▸ **Records taken from a data source**
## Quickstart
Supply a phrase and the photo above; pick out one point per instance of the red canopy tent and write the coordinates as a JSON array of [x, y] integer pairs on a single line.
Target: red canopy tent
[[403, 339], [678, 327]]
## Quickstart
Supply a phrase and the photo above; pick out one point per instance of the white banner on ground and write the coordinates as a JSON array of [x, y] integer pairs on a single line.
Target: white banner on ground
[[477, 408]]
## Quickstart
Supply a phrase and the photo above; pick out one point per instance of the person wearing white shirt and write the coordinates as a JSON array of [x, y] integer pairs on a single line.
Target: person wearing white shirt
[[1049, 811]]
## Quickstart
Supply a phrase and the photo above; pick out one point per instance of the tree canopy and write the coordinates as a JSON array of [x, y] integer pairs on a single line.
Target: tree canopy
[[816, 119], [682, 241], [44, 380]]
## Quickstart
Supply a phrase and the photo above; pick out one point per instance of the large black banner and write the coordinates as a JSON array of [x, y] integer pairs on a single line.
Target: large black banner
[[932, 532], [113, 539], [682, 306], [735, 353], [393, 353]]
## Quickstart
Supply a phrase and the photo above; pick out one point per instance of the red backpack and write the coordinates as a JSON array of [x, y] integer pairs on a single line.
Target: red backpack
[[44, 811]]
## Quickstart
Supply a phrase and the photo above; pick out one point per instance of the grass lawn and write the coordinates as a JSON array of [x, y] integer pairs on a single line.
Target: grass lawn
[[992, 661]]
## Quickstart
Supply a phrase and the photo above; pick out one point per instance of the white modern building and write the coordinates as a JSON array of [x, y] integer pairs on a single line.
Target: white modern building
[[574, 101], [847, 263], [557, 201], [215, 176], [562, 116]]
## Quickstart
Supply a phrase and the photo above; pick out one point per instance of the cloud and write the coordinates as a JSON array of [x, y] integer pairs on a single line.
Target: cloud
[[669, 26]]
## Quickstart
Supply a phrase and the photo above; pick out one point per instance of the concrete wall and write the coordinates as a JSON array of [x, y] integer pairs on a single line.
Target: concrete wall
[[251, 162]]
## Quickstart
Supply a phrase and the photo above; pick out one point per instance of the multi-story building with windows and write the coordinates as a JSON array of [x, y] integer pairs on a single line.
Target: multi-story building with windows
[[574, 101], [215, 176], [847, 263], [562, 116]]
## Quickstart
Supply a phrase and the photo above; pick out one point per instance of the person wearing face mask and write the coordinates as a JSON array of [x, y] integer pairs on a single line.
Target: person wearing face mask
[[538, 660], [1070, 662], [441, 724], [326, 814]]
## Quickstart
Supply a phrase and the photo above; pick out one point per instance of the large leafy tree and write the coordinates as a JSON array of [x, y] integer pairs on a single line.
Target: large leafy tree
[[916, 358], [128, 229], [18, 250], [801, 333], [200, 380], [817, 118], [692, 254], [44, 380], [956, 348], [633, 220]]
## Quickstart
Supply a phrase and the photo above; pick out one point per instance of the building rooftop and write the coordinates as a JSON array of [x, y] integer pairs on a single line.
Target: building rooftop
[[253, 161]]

▸ **Exercise objective**
Return all of the records above line for line, changing nothing.

▸ **Written answer**
## Quickstart
Supply a phrase and the photo above; pick out one point per instance of the red canopy tent and write the coordinates as a JSON array of [x, y] integer pairs on a single line.
Target: red canopy tent
[[403, 339], [678, 327]]
## Quickstart
Supply a phrase and the photo above; pick out one point per instance of the white banner on ground and write the coordinates as a JSON array of [x, y] integer pairs on a single line.
Target: white banner on ground
[[477, 408]]
## Quickstart
Supply a phrase and the photo above; pick out one point per instance of the person wearing white shirt and write the coordinates as a JSON array of [x, y] integer pairs on a single line.
Target: person wearing white shirt
[[1049, 811]]
## Quickstart
Supply a phrase and the photo above; pick out one point per instance of the tree canopy and write the coordinates as a JSON array of [x, y] integer pairs on a single line.
Target: tree canopy
[[816, 119], [682, 241], [44, 380]]
## Quickstart
Supply a phrase and the photo above; pick out one point per instance of the large black banner and write the coordinates as a JSON array of [x, y] integer pairs on a single line.
Target: large black banner
[[932, 532], [113, 539], [682, 306], [735, 353], [393, 353]]
## Quickstart
Supply a phrase and the photo above; pick out one point per instance of the red backpack and write the coordinates as a JSON array of [x, y] integer pairs on a single line.
Target: red backpack
[[44, 811]]
## Quickstart
Supply a phrase and the photo above; pick out one point per instance of the grass lawn and write the coordinates as a JSON array of [x, y] integer pairs on a single line.
Target: grass lawn
[[992, 661]]
## Quickstart
Supply a phrase and the photo above; pick out one point per instance of the white modern building and write the coordinates as a JSON array of [x, y] integer pairs on a single line.
Target: white modern building
[[574, 101], [847, 263], [557, 201], [215, 176], [562, 116]]
## Quickstart
Supply a phrase and the photo above; pick out one point per instance of the cloud and write the coordinates as a JSON array of [x, y] integer pairs on a single line.
Target: cloud
[[669, 26]]
## Quickstart
Supply a phrase and the photo above; pick out one point per instance of the concrete wall and write the coordinates as a JSON array of [x, y] integer pairs on a single line.
Target: concrete wall
[[251, 162]]
## Quickstart
Supply a phrase and the photo above; pick out one point per instance of the multi-story building with windows and write the coordinates as a JSON array of [x, y] integer pairs on a single line.
Target: multi-story building with windows
[[574, 101], [215, 176], [847, 263], [562, 116]]
## Quickstart
Supply a phrase and the photo above; pick out one point per instance of the person wearing face mask and write the coordinates as a JSON array of [x, y] integer pairs on a single line.
Target: person wearing face mask
[[538, 660], [1070, 662], [441, 724], [326, 814]]
## Quickstart
Supply a phrase and the photo above; pick out one point per instance of the large leafy tree and write the coordinates as a JSON array of [x, y] integer pairs on a single line.
Target: large leafy tree
[[916, 358], [128, 229], [18, 250], [801, 333], [200, 380], [817, 118], [692, 254], [44, 380], [956, 348], [633, 220]]
## Quickstart
Supply a phrase and the photo above; pick out one point per instance of the building rooftop and write the coordinates as a JSON array of [x, y] integer pairs on a single line.
Target: building rooftop
[[253, 161]]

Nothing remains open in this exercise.